### EXERCISE INPUT
++++++++++

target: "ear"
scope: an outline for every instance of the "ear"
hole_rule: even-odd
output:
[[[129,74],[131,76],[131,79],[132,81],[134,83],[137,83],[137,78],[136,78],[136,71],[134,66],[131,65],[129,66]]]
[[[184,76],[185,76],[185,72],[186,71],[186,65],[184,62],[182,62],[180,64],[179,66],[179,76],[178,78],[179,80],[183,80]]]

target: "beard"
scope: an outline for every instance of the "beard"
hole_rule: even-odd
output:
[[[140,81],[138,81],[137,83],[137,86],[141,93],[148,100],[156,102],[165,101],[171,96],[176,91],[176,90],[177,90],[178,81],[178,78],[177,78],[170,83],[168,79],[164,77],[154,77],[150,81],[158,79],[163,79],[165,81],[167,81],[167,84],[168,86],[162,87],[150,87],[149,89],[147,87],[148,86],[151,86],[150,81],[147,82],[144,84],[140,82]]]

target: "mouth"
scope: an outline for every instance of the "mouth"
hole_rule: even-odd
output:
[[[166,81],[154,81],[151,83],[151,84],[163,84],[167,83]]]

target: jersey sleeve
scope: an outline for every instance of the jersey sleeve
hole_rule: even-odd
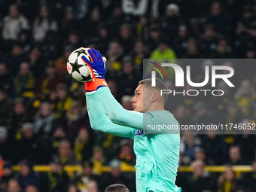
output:
[[[113,123],[106,115],[97,93],[87,94],[86,100],[90,126],[93,130],[133,139],[135,130]]]
[[[136,130],[143,130],[143,113],[128,111],[114,99],[108,87],[97,90],[99,99],[111,121]]]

++++++++++

### TASK GOAL
Rewrite the lines from the very first one through the line holding "[[[166,81],[154,81],[151,83],[151,84],[163,84],[167,83]]]", inclusive, changing "outline" to "polygon" and leaving everything else as it is.

### EXERCISE RESULT
target: "ear"
scope: an polygon for every instance of the "ear"
hole_rule: even-odd
output:
[[[129,74],[131,76],[131,79],[132,81],[134,83],[137,83],[137,78],[136,78],[136,71],[134,66],[131,65],[129,66]]]
[[[184,76],[185,76],[185,72],[186,71],[186,65],[184,62],[182,62],[180,64],[179,66],[179,76],[178,78],[179,80],[183,80]]]

target: "beard"
scope: an polygon for every instance of the "beard"
hole_rule: even-odd
output:
[[[140,81],[138,81],[137,83],[137,86],[141,93],[148,100],[156,102],[165,101],[171,96],[176,91],[176,90],[177,90],[178,81],[178,78],[177,78],[170,83],[168,79],[164,77],[154,77],[150,81],[158,79],[163,79],[165,81],[167,81],[167,84],[168,86],[162,87],[150,87],[149,89],[147,87],[148,86],[151,86],[150,81],[147,82],[144,84],[140,82]]]

target: "mouth"
scope: an polygon for every instance of the "mouth"
hole_rule: even-odd
output:
[[[166,81],[154,81],[151,83],[151,84],[163,84],[167,83]]]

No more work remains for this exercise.